(Segmentation labeling items)
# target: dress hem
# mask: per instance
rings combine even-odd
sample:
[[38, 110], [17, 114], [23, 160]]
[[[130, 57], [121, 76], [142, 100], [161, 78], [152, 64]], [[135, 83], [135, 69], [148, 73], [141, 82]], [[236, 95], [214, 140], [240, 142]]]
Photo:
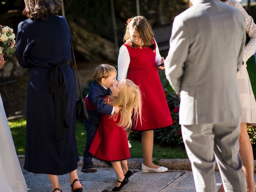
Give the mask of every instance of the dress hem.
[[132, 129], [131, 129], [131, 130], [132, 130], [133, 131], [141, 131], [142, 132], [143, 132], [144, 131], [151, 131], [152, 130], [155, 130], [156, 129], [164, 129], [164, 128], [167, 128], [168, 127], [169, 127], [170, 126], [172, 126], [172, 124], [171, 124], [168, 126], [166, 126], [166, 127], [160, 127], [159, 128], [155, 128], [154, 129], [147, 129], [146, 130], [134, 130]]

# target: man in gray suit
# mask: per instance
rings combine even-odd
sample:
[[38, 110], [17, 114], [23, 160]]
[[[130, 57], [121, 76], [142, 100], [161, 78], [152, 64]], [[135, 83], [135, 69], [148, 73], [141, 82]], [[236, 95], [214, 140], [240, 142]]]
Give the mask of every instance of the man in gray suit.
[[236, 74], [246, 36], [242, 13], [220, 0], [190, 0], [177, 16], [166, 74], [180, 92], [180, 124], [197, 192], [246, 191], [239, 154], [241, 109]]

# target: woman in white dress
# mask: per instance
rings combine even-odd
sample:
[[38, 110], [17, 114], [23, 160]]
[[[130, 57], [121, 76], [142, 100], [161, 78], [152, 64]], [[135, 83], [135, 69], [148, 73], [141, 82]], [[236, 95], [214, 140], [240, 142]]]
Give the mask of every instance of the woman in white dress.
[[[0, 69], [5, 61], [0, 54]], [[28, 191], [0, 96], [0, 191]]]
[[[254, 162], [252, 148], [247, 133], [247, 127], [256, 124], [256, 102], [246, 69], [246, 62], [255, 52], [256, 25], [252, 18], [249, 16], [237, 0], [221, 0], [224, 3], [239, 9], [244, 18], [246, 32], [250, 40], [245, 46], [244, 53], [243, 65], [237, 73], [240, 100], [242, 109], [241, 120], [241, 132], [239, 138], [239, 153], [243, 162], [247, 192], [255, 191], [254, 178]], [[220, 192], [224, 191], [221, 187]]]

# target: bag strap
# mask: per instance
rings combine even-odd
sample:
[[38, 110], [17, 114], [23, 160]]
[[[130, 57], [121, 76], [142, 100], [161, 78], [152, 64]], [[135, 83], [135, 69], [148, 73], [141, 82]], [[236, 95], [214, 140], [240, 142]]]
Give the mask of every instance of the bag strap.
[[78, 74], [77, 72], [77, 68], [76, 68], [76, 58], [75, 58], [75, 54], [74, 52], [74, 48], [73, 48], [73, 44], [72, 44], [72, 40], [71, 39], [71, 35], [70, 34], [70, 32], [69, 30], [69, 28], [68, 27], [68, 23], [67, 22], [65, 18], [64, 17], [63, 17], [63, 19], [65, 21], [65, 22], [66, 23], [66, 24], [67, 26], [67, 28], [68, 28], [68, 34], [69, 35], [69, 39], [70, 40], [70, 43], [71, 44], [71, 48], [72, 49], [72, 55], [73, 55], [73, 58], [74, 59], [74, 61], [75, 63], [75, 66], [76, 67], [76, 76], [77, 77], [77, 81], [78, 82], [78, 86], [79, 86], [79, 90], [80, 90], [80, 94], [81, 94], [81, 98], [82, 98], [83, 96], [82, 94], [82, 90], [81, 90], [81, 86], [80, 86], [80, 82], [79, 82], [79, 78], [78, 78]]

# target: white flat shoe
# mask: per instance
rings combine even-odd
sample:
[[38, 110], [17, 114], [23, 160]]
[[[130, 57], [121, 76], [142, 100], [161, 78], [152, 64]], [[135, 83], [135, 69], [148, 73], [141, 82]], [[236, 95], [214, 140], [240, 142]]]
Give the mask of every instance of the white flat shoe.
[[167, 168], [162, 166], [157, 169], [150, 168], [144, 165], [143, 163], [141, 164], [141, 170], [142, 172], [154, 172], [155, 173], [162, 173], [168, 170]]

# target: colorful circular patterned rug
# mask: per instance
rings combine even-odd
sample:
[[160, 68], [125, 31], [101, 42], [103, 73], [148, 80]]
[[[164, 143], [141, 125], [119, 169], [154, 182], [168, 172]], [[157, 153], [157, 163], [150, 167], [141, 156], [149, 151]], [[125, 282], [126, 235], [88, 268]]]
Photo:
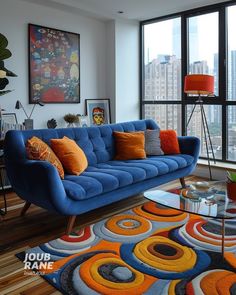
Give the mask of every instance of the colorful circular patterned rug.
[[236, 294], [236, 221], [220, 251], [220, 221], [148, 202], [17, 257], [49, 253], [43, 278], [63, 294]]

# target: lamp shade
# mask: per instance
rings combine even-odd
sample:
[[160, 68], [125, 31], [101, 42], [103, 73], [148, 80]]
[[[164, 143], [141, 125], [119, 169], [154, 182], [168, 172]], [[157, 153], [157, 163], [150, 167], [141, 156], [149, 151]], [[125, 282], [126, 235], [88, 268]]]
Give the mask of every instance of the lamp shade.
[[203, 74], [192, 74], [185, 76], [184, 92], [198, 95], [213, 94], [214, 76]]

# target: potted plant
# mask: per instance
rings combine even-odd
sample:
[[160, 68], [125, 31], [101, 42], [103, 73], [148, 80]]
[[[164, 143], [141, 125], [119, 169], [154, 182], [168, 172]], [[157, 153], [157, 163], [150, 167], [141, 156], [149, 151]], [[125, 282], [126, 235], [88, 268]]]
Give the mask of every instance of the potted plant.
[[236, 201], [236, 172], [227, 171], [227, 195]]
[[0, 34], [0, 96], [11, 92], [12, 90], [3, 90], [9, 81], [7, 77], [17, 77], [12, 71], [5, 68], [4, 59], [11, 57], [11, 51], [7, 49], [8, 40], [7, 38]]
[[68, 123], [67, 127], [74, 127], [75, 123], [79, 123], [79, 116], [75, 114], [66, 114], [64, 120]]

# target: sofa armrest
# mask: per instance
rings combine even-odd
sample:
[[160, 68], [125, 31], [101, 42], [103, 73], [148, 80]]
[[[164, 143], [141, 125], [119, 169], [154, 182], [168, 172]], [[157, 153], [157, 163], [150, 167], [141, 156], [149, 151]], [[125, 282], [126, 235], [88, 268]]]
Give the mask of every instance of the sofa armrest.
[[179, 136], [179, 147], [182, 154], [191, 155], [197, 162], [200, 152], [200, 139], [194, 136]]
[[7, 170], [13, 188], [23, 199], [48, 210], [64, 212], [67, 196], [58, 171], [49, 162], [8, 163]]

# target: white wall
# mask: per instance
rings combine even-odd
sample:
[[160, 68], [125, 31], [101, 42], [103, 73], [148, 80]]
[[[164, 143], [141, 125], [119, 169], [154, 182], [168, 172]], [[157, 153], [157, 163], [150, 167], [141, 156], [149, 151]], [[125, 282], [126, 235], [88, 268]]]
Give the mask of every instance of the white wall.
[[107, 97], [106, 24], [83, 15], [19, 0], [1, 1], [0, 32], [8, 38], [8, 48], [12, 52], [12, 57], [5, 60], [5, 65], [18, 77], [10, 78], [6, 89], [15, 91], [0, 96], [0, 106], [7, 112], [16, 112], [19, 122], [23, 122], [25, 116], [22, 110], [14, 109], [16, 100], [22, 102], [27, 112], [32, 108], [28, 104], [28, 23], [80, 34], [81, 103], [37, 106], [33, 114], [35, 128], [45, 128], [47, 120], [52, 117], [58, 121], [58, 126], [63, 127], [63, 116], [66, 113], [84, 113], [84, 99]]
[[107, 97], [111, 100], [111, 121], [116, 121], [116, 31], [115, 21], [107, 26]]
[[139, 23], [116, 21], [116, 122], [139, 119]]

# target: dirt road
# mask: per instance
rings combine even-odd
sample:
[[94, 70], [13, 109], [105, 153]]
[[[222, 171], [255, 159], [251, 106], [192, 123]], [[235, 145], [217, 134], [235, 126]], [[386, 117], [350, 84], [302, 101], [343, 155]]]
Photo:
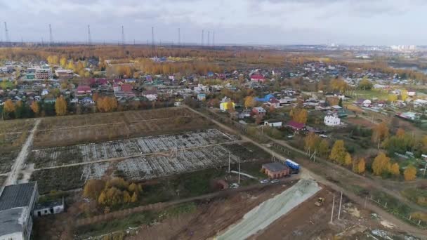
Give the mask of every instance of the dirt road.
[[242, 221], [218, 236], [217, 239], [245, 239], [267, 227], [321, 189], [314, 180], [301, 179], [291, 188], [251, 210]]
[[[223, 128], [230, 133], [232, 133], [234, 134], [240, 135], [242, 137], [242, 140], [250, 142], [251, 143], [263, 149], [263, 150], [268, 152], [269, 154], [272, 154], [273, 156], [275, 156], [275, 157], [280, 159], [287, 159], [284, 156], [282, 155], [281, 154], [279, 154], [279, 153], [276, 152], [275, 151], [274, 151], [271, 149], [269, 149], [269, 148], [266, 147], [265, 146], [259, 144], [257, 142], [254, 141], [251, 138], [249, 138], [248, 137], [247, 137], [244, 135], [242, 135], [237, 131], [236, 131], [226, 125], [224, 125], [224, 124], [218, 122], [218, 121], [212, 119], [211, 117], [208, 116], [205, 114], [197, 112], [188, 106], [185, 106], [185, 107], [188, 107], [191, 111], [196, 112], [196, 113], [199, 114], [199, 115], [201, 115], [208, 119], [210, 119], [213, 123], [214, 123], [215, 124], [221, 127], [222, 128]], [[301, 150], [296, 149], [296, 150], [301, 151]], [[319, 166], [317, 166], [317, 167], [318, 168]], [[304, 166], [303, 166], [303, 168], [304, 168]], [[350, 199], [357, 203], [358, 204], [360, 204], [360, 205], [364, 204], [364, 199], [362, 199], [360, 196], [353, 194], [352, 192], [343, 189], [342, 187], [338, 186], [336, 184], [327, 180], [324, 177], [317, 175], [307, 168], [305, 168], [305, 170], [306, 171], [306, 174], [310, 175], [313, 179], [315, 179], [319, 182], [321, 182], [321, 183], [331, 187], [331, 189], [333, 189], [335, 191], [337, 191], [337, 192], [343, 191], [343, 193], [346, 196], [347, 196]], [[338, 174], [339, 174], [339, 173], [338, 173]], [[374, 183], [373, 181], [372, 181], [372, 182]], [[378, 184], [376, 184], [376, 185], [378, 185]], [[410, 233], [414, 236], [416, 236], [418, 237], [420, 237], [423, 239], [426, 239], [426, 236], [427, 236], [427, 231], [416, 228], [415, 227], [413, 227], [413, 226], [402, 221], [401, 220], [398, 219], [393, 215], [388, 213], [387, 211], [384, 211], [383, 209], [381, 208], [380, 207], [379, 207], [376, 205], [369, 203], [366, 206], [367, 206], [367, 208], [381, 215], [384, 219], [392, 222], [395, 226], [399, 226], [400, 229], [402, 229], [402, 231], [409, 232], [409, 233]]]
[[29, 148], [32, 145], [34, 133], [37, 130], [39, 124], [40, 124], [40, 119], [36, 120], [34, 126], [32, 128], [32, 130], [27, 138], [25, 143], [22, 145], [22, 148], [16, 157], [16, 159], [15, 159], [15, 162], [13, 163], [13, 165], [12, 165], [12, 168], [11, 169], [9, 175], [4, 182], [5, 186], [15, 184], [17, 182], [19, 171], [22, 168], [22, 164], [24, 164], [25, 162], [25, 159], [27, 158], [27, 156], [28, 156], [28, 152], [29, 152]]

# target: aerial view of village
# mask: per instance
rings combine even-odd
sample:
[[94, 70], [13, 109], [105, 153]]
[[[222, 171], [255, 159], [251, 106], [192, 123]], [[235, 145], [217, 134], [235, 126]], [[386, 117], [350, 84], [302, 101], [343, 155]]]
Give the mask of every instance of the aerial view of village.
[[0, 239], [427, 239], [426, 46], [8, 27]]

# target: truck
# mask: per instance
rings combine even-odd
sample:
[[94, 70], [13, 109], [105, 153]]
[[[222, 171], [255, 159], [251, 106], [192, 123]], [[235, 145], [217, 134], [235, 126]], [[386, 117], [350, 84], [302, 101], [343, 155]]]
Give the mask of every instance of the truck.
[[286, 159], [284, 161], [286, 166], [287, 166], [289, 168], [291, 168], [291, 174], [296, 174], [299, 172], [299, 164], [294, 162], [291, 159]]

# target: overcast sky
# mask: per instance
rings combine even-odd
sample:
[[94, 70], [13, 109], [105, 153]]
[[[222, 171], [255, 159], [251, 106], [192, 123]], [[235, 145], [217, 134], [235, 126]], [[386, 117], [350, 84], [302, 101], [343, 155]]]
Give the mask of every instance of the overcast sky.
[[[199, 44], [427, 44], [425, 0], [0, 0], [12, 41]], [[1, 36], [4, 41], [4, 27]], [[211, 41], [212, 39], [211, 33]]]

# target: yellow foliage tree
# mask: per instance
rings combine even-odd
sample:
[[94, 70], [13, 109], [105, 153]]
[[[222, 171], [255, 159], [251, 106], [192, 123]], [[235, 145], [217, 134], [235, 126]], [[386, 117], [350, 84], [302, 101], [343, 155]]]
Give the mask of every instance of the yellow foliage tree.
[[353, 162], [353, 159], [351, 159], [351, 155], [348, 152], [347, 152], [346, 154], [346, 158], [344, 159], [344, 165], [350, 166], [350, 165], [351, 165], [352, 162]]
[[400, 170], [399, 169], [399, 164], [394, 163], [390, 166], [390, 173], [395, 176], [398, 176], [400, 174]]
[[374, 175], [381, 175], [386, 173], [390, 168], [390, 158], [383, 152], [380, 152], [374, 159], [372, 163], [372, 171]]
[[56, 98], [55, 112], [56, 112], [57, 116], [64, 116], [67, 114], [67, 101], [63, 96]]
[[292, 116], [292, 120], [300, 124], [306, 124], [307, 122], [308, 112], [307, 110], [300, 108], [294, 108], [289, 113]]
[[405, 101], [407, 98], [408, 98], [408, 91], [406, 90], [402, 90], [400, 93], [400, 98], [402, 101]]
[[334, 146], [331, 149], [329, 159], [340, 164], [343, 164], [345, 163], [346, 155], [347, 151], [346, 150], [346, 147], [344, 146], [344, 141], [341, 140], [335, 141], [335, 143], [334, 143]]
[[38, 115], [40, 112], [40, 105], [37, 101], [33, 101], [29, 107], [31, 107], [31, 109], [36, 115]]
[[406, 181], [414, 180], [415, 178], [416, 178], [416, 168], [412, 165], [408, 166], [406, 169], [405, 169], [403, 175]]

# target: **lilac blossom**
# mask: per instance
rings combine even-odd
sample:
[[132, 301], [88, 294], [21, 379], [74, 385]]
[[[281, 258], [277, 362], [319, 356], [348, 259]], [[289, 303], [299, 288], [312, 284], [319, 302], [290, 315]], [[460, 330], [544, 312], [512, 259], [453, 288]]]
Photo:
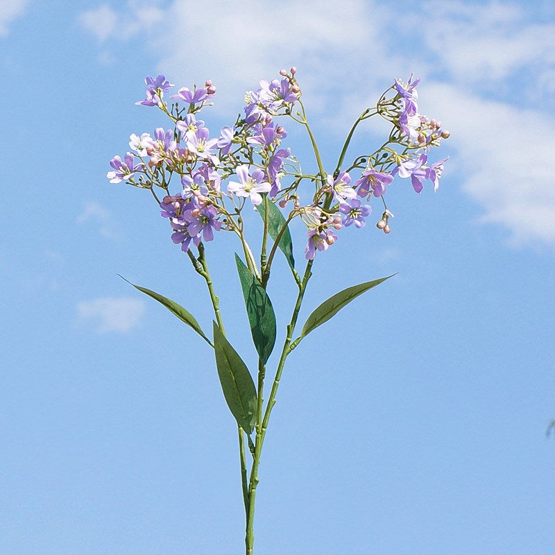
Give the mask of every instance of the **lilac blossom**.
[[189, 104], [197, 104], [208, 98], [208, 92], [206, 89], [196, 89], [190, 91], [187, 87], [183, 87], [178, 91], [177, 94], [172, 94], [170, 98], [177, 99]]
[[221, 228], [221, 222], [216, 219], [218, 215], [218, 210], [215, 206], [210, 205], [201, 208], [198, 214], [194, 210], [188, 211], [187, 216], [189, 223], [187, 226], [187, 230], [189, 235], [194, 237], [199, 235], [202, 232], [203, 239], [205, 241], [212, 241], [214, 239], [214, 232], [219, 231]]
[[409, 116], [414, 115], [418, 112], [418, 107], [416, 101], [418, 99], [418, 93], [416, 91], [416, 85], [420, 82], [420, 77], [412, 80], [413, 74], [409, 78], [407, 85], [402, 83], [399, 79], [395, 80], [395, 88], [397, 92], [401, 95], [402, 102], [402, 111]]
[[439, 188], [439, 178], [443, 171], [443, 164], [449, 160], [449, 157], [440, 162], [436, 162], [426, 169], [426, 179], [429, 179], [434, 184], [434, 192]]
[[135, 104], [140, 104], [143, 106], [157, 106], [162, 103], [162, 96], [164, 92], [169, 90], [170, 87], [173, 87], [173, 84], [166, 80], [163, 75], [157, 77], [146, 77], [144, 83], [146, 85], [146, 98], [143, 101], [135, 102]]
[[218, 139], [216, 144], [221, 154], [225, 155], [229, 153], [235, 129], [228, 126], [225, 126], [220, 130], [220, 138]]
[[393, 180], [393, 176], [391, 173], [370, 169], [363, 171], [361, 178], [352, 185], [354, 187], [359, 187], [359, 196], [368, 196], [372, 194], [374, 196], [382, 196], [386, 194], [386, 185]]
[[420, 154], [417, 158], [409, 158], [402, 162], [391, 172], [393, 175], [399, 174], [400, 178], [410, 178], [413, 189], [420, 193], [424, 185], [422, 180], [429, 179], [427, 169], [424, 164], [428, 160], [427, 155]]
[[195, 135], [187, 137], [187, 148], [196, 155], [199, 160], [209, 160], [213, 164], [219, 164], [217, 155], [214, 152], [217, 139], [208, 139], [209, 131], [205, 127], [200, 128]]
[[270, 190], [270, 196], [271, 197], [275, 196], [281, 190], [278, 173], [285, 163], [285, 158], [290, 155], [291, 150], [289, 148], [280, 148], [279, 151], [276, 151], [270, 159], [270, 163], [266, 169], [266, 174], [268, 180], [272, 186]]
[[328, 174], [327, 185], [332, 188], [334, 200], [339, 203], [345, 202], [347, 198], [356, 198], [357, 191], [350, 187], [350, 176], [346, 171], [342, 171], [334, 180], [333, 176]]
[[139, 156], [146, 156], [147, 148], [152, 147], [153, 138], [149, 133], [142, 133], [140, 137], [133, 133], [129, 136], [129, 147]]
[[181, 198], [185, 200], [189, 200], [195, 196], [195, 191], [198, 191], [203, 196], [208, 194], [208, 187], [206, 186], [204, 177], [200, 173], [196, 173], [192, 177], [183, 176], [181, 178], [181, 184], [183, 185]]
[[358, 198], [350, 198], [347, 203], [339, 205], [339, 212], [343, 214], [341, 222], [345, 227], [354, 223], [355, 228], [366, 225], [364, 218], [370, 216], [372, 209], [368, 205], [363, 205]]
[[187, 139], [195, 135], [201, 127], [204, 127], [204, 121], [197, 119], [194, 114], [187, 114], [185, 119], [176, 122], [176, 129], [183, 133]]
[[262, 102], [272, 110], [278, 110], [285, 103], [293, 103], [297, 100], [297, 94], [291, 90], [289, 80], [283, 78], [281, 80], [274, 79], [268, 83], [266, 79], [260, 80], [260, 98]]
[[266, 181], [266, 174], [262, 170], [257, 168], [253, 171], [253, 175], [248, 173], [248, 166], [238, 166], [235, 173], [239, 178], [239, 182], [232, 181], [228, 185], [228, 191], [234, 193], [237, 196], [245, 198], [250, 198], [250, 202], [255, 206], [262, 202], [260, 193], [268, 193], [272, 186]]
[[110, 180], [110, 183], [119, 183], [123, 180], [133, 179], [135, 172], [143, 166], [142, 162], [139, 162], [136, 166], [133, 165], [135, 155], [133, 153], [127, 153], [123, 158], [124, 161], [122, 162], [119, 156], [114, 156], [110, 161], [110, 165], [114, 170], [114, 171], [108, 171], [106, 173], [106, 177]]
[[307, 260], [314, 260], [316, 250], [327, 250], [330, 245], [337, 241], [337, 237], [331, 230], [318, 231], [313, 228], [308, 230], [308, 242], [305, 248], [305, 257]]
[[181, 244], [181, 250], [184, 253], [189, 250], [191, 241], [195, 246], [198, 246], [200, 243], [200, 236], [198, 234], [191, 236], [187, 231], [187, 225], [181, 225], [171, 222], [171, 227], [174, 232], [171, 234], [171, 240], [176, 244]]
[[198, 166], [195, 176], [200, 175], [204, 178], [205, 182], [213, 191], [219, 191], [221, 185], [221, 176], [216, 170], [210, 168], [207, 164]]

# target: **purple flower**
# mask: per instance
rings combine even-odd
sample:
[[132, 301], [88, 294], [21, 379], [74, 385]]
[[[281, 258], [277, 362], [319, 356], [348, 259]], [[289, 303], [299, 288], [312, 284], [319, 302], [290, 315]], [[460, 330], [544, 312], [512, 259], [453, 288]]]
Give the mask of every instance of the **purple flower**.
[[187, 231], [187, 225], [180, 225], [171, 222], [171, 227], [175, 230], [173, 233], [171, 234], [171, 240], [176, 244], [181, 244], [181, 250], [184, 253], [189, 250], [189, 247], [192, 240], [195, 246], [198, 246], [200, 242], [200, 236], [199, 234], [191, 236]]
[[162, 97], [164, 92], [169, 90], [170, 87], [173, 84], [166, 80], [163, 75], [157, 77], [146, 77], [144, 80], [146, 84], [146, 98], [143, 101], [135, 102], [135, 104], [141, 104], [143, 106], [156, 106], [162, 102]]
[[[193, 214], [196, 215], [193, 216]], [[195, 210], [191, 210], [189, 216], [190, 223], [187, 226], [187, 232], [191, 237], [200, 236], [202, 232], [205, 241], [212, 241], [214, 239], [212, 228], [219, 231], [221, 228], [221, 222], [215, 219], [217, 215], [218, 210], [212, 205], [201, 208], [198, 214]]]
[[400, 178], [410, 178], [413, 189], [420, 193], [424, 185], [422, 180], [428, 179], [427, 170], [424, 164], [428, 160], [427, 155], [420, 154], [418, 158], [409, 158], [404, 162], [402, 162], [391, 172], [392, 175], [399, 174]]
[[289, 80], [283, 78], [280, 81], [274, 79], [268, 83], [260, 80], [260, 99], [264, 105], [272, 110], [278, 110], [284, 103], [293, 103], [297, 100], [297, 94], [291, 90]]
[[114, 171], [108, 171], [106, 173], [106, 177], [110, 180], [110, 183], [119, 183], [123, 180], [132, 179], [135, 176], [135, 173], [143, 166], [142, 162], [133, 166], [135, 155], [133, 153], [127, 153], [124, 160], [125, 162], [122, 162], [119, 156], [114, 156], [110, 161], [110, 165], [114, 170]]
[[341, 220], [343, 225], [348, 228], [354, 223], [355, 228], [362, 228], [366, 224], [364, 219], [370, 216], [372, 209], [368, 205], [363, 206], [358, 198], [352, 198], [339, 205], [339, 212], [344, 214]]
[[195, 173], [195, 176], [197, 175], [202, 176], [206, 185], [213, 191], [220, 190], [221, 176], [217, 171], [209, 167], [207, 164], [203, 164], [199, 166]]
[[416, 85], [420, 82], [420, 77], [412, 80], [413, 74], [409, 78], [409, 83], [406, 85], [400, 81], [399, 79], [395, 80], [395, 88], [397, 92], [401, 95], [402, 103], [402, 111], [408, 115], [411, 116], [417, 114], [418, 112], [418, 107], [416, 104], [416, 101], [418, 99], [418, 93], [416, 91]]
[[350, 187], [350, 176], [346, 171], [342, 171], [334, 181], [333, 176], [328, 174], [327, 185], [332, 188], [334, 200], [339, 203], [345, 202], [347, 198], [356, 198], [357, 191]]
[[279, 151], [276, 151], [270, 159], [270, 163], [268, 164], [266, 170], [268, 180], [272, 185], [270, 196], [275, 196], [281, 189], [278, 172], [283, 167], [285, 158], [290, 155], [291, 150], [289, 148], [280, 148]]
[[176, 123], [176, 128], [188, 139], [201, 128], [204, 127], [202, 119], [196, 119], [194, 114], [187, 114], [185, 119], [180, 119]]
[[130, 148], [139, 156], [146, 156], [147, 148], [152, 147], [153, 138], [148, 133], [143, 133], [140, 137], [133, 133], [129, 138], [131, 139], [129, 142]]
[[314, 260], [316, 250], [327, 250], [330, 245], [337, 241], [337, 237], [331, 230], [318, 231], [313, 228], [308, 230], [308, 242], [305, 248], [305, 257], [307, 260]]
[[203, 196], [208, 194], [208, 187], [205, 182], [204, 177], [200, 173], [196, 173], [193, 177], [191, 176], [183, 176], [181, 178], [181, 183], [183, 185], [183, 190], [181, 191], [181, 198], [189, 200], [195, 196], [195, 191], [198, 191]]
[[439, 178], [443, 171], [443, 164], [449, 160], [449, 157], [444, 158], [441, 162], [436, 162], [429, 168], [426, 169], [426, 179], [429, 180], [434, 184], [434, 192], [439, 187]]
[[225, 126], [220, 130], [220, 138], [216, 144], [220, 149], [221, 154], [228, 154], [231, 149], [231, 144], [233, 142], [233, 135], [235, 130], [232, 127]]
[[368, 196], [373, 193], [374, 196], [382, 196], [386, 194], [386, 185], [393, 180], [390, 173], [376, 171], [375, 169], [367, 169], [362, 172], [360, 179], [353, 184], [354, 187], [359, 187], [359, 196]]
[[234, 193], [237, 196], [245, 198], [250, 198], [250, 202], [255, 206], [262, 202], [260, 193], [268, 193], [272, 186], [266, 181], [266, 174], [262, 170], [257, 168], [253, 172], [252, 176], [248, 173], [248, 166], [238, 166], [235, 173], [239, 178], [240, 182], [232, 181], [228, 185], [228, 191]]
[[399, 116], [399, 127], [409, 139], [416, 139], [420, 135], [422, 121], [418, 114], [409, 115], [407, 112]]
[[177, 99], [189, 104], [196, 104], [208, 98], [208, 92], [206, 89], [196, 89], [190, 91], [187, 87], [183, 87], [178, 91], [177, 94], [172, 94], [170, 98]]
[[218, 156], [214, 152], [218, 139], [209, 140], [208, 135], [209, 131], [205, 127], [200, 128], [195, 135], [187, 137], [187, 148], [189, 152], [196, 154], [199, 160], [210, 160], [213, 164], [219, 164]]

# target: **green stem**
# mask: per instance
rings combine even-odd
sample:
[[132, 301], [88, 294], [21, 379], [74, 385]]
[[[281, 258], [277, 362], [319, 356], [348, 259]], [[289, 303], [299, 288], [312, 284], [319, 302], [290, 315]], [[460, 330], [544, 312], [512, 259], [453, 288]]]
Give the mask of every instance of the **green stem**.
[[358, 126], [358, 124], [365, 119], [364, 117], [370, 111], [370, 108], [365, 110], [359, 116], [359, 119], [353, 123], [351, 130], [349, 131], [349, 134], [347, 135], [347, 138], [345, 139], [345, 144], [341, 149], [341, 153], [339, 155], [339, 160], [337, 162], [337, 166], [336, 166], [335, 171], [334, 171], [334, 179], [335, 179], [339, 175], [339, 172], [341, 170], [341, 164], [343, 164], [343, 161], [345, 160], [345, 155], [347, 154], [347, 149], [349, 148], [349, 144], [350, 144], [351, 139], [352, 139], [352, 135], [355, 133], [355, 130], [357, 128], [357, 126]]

■ Task instructions ■
Replace "white flat shoe" with "black flat shoe" in the lines starting with the one that contains "# target: white flat shoe" and going on through the one that contains "Give the mask of every instance of the white flat", and give back only those lines with nothing else changed.

■ Task solution ■
# target: black flat shoe
# mask: per instance
rings combine even-odd
sample:
[[38, 110], [17, 114], [23, 160]]
[[[130, 57], [121, 76], [142, 100], [161, 78], [152, 64]], [[135, 83], [135, 69], [148, 73], [141, 82]], [[236, 95], [214, 140], [240, 142]]]
Give the mask of every instance of the black flat shoe.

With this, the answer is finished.